> **Directive**:
Pick up the article on blocked access to public land in Montana after its final sentence and keep writing it.

-- start of Quoted passage --

A HUNTER HEADS OUT EARLY ONE MORNING to visit a favorite duck blind on public property, only to find a new gate across a public road. Two elk hunters drive toward public land in the Missouri River Breaks and run into a locked gate across a road they’d traveled freely for years. Fly fishermen arrive at a bridge over a famous trout stream and find the route to the water barred by No Trespassing signs and electric fences. Welcome to the New West.
All of these events took place in Montana. The wildlife resources beyond those newly erected barriers lie in the public domain. Recreationists had utilized those routes to reach them for decades, and a large body of evidence supported their status as legal rights of way. But there stood the gates and fences, more tangible than any dusty court record. And they would probably remain there indefinitely save for tireless effort by a small, all-volunteer non-profit group called the Public Land and Water Access Association, or PLWA.

-- end of Quoted passage --
-- start of Extracted entries --

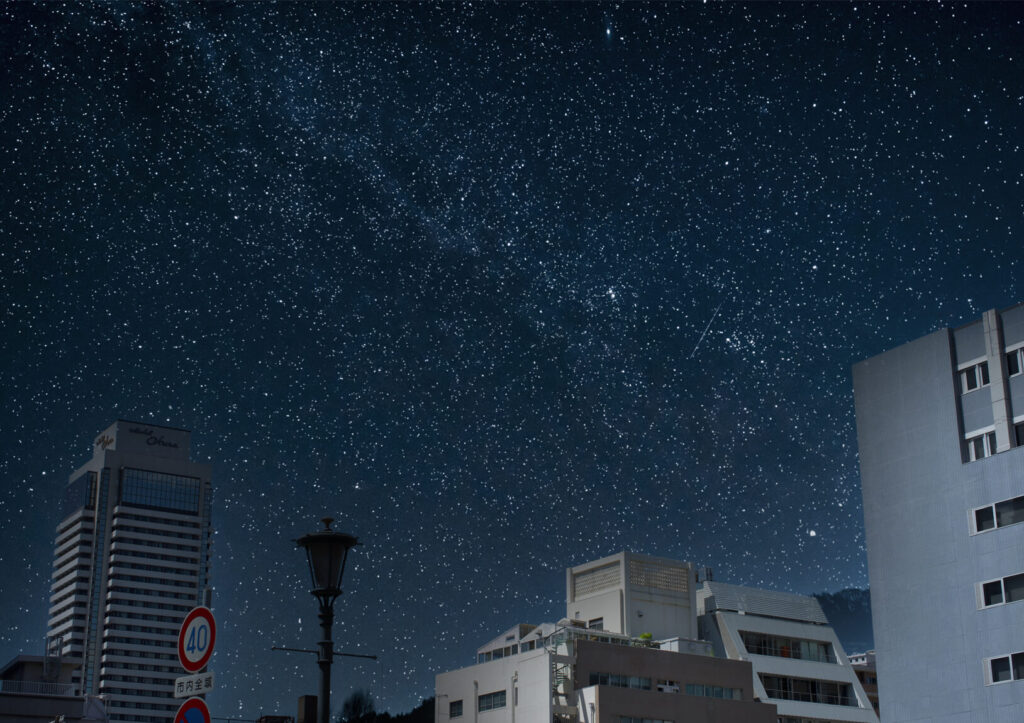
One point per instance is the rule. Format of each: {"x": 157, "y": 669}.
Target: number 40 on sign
{"x": 196, "y": 639}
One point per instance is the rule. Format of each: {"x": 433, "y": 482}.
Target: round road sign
{"x": 193, "y": 711}
{"x": 196, "y": 639}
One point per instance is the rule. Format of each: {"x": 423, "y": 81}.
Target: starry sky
{"x": 503, "y": 288}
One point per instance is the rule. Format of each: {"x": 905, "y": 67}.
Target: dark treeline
{"x": 359, "y": 708}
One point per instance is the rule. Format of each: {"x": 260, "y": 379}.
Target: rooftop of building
{"x": 714, "y": 596}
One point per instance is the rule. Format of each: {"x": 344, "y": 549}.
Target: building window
{"x": 1007, "y": 668}
{"x": 714, "y": 691}
{"x": 620, "y": 681}
{"x": 997, "y": 592}
{"x": 998, "y": 515}
{"x": 808, "y": 690}
{"x": 491, "y": 702}
{"x": 980, "y": 447}
{"x": 974, "y": 377}
{"x": 762, "y": 644}
{"x": 1015, "y": 362}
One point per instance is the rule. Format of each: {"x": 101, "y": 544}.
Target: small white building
{"x": 799, "y": 664}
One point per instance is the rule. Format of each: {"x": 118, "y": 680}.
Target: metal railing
{"x": 780, "y": 694}
{"x": 37, "y": 688}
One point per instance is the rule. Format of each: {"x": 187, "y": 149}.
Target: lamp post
{"x": 327, "y": 551}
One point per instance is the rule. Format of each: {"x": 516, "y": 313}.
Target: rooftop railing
{"x": 37, "y": 688}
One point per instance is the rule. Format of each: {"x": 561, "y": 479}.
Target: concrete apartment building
{"x": 798, "y": 662}
{"x": 628, "y": 651}
{"x": 131, "y": 558}
{"x": 940, "y": 426}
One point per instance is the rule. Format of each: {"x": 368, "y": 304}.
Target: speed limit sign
{"x": 196, "y": 639}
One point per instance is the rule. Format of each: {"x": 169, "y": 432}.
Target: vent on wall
{"x": 594, "y": 581}
{"x": 659, "y": 577}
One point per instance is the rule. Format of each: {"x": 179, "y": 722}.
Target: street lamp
{"x": 327, "y": 552}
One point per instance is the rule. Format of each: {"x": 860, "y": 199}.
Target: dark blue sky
{"x": 504, "y": 288}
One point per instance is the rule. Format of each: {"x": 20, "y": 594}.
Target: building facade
{"x": 940, "y": 426}
{"x": 798, "y": 662}
{"x": 634, "y": 595}
{"x": 565, "y": 673}
{"x": 643, "y": 641}
{"x": 132, "y": 557}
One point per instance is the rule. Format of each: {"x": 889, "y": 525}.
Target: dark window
{"x": 1015, "y": 362}
{"x": 974, "y": 377}
{"x": 167, "y": 492}
{"x": 1014, "y": 588}
{"x": 1017, "y": 662}
{"x": 981, "y": 447}
{"x": 1010, "y": 512}
{"x": 992, "y": 592}
{"x": 491, "y": 702}
{"x": 984, "y": 519}
{"x": 1000, "y": 670}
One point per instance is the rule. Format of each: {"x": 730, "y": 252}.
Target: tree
{"x": 358, "y": 708}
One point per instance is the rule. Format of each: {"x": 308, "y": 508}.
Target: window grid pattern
{"x": 974, "y": 377}
{"x": 1001, "y": 591}
{"x": 593, "y": 581}
{"x": 161, "y": 491}
{"x": 999, "y": 514}
{"x": 491, "y": 702}
{"x": 980, "y": 447}
{"x": 801, "y": 649}
{"x": 1007, "y": 668}
{"x": 621, "y": 681}
{"x": 807, "y": 690}
{"x": 714, "y": 691}
{"x": 659, "y": 577}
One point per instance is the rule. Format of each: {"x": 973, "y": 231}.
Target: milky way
{"x": 503, "y": 288}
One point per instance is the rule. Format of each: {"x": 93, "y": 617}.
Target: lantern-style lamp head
{"x": 327, "y": 552}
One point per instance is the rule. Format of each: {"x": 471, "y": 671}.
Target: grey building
{"x": 940, "y": 425}
{"x": 131, "y": 558}
{"x": 798, "y": 662}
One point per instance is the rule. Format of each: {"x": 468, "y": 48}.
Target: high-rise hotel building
{"x": 132, "y": 557}
{"x": 940, "y": 429}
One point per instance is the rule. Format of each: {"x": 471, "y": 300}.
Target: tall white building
{"x": 940, "y": 430}
{"x": 132, "y": 557}
{"x": 631, "y": 649}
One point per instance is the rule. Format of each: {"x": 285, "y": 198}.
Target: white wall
{"x": 528, "y": 674}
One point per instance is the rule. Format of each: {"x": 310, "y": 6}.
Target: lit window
{"x": 491, "y": 702}
{"x": 980, "y": 447}
{"x": 997, "y": 592}
{"x": 1000, "y": 514}
{"x": 1007, "y": 668}
{"x": 763, "y": 644}
{"x": 1015, "y": 362}
{"x": 974, "y": 377}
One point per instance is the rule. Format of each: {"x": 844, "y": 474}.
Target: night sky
{"x": 504, "y": 288}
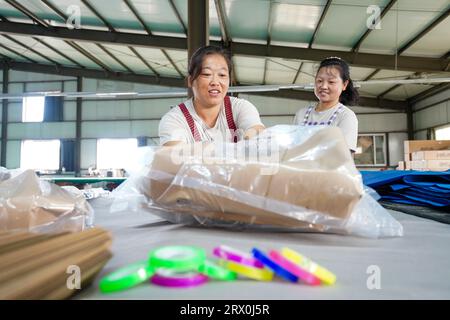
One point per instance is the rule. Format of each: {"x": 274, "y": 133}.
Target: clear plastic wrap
{"x": 32, "y": 205}
{"x": 288, "y": 178}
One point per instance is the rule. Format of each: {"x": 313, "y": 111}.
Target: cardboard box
{"x": 431, "y": 155}
{"x": 423, "y": 145}
{"x": 430, "y": 165}
{"x": 318, "y": 184}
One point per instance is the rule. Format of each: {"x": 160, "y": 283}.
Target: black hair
{"x": 350, "y": 96}
{"x": 196, "y": 62}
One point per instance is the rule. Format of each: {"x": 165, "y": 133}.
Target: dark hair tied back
{"x": 350, "y": 96}
{"x": 196, "y": 62}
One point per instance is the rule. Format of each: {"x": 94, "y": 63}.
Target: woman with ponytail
{"x": 335, "y": 91}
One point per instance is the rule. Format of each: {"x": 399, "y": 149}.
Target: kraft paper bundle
{"x": 45, "y": 266}
{"x": 29, "y": 204}
{"x": 308, "y": 181}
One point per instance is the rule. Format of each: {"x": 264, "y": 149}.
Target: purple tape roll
{"x": 235, "y": 255}
{"x": 169, "y": 278}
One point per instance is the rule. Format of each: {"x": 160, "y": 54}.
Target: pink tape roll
{"x": 234, "y": 255}
{"x": 303, "y": 275}
{"x": 178, "y": 280}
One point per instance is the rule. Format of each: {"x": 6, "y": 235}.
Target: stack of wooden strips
{"x": 44, "y": 266}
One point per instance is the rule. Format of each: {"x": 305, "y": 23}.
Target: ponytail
{"x": 350, "y": 95}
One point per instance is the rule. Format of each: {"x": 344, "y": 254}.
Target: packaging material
{"x": 33, "y": 205}
{"x": 431, "y": 155}
{"x": 423, "y": 145}
{"x": 43, "y": 266}
{"x": 431, "y": 165}
{"x": 288, "y": 178}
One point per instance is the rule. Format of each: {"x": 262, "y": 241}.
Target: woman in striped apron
{"x": 211, "y": 114}
{"x": 335, "y": 91}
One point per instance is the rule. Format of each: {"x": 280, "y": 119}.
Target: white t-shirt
{"x": 346, "y": 120}
{"x": 174, "y": 127}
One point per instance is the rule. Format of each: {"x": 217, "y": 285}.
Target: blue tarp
{"x": 424, "y": 188}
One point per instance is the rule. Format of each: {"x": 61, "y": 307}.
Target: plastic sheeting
{"x": 423, "y": 188}
{"x": 288, "y": 178}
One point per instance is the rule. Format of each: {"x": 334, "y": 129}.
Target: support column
{"x": 4, "y": 115}
{"x": 78, "y": 130}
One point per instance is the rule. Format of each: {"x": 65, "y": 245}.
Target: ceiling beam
{"x": 221, "y": 14}
{"x": 29, "y": 49}
{"x": 311, "y": 41}
{"x": 180, "y": 82}
{"x": 441, "y": 18}
{"x": 381, "y": 95}
{"x": 265, "y": 70}
{"x": 88, "y": 55}
{"x": 28, "y": 13}
{"x": 137, "y": 16}
{"x": 96, "y": 74}
{"x": 114, "y": 58}
{"x": 51, "y": 6}
{"x": 17, "y": 53}
{"x": 414, "y": 40}
{"x": 137, "y": 54}
{"x": 428, "y": 93}
{"x": 370, "y": 76}
{"x": 177, "y": 13}
{"x": 172, "y": 62}
{"x": 149, "y": 32}
{"x": 368, "y": 60}
{"x": 319, "y": 24}
{"x": 364, "y": 36}
{"x": 57, "y": 51}
{"x": 98, "y": 15}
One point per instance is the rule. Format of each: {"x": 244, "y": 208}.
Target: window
{"x": 371, "y": 150}
{"x": 33, "y": 109}
{"x": 115, "y": 153}
{"x": 40, "y": 154}
{"x": 442, "y": 133}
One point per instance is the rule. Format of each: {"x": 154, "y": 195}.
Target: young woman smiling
{"x": 211, "y": 114}
{"x": 334, "y": 89}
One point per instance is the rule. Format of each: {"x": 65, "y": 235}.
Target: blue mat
{"x": 422, "y": 188}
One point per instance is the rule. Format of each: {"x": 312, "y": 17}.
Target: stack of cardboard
{"x": 50, "y": 266}
{"x": 426, "y": 155}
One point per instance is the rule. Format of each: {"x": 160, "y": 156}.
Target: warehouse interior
{"x": 112, "y": 50}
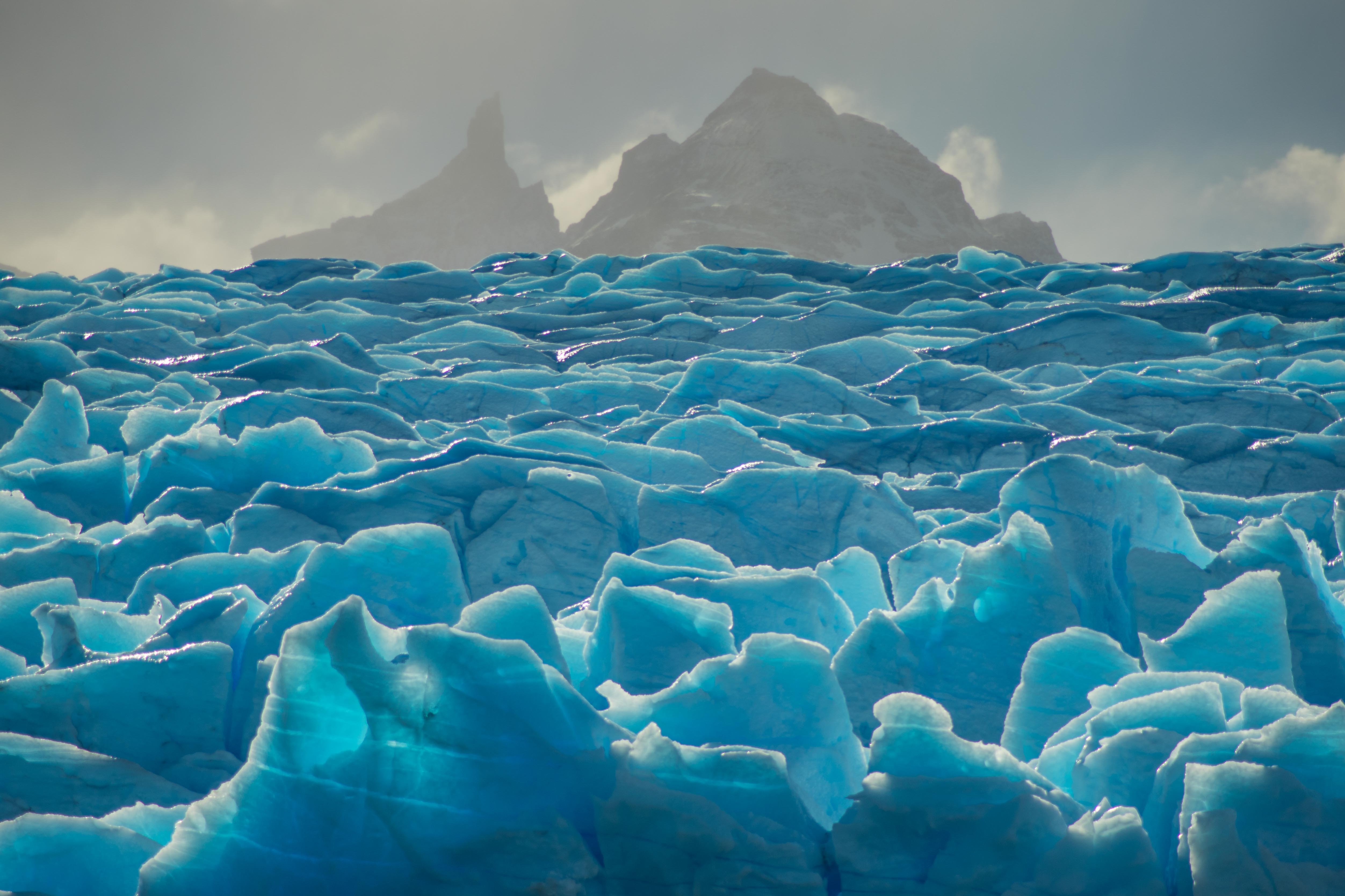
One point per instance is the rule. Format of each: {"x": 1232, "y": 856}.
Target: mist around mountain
{"x": 777, "y": 166}
{"x": 473, "y": 208}
{"x": 774, "y": 166}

-- end of Extracted entries --

> **Task result**:
Stream Access: One State’s History
In 1977, future members of what would become the Montana Coalition for Stream Access Inc. (and subsequently, after a series of name changes, PLWA) filed suit against a streamside landowner who was harassing recreational floaters on the Dearborn River. After the usual legal delays and maneuvering, the state supreme court, citing the public trust doctrine, ruled in MCSAI v. Curran that “any surface waters capable of use for recreational purposes are available for such use by the public.” The same year, the court addressed another suit against a landowner who planned to string a cable across the Beaverhead to prevent anglers from floating the river. In MCSAI v. Hildreth, the court held that if a stream is navigable for recreational purposes it can be used for such up to the mean high water mark without regard to adjacent ownership of land.
These key cases led to the 1985 passage of Montana’s Stream Access Law, which survived multiple landowner appeals to higher courts. Today that law allows anglers and other recreationists to enjoy some of the country’s best fishing and is crucial to the state’s economically vital outdoor recreation industry. One might think that after these dramatic victories in both the courts and the legislature we could all just relax and go fishing. One would be wrong.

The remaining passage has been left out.